_ZIEL DER AUFGABE_
Filtere die Einträge unten nach der Zeichenfolge „negative“. Gib jede Zeile, die sie enthält, unverändert wieder.

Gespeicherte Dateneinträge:
***

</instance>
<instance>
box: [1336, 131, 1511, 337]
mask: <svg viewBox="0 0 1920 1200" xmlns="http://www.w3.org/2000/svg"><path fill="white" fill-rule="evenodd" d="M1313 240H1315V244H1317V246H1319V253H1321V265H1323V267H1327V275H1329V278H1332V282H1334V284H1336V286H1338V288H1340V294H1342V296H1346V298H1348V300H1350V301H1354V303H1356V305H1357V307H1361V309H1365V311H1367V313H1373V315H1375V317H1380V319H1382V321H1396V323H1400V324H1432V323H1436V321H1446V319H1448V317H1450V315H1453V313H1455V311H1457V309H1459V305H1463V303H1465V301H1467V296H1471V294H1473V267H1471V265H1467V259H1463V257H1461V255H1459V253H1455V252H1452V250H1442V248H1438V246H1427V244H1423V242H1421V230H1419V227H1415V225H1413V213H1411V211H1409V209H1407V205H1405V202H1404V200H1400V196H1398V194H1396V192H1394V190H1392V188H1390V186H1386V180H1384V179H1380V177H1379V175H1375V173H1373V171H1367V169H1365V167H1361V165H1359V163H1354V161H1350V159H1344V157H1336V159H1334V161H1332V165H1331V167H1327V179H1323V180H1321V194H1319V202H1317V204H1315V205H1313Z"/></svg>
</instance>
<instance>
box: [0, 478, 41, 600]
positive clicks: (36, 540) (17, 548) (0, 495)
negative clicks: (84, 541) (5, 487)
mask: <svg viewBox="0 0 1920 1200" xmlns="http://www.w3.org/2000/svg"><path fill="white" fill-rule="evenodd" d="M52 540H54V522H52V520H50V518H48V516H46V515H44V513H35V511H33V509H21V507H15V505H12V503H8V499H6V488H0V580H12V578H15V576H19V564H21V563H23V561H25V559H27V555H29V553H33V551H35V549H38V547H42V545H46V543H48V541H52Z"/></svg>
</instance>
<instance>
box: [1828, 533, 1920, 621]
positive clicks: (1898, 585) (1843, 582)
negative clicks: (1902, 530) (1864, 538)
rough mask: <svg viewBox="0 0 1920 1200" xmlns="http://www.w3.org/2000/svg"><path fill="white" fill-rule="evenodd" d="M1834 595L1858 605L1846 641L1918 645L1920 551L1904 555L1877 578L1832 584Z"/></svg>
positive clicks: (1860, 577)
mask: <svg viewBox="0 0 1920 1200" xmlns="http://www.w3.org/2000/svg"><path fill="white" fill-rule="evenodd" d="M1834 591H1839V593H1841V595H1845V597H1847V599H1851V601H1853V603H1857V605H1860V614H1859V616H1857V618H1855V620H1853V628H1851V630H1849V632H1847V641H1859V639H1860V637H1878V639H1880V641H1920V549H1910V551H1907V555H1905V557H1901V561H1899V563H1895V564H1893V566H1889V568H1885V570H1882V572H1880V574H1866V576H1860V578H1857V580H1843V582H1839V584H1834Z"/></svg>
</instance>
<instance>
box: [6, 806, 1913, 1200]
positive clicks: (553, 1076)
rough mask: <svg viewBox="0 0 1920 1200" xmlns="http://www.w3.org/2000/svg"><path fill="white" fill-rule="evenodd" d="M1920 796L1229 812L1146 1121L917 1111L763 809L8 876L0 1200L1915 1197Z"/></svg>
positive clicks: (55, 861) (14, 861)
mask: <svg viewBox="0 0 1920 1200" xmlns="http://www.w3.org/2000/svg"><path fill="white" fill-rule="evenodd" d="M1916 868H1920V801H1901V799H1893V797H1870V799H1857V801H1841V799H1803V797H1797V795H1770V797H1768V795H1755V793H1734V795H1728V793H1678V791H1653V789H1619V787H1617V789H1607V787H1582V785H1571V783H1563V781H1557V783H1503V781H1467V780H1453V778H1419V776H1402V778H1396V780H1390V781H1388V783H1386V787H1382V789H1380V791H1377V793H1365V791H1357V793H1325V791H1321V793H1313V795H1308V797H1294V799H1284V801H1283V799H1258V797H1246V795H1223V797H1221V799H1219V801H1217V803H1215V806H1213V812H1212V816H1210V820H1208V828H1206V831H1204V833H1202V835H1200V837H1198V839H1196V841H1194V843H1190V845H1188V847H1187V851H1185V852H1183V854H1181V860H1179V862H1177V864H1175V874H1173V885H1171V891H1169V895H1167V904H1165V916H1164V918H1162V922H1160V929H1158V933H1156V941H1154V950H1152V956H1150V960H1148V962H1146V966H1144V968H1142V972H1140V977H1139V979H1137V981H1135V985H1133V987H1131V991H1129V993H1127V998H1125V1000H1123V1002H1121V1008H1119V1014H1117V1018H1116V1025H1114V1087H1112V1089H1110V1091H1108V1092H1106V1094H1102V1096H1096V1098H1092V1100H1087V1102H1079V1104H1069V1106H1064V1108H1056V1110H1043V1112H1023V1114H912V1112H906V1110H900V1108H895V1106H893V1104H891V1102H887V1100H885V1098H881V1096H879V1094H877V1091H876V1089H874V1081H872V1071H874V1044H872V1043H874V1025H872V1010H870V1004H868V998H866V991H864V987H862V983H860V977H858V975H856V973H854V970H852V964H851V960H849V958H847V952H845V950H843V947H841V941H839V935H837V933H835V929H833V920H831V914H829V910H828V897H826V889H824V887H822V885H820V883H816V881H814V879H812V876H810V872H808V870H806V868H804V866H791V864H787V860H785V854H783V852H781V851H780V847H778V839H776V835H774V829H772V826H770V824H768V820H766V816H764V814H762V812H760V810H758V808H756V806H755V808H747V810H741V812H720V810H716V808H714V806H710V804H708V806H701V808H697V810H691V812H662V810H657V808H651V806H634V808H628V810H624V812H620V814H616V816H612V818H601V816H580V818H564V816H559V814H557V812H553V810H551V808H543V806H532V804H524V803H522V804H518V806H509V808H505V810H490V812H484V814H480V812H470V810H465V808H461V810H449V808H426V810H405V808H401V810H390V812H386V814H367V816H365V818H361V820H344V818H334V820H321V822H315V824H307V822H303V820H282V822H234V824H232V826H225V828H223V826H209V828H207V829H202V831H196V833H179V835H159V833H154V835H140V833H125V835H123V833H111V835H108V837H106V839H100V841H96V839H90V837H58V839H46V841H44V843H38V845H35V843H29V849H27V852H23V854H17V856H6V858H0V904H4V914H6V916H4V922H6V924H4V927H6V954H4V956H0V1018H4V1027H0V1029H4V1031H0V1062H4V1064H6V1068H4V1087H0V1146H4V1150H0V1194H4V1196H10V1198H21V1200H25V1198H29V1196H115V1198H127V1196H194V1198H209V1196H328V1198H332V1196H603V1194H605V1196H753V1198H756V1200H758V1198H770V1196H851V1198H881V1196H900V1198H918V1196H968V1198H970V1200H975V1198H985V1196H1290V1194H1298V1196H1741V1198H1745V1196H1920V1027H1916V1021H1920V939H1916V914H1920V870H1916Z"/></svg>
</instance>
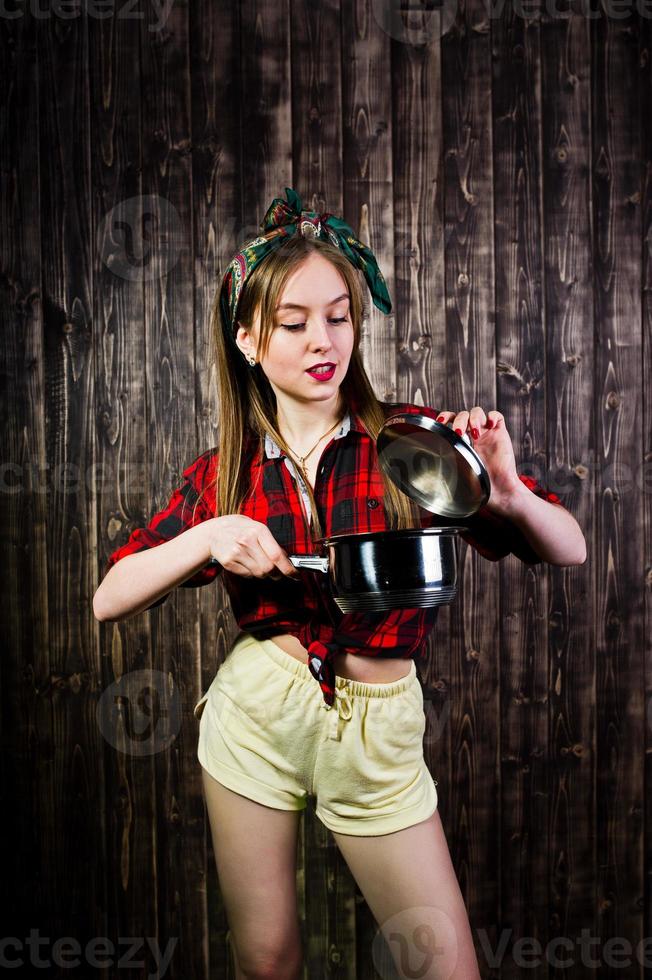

***

_ERGEBNIS DER AUFGABE_
negative clicks: (84, 541) (5, 487)
negative clicks: (1902, 530) (1864, 538)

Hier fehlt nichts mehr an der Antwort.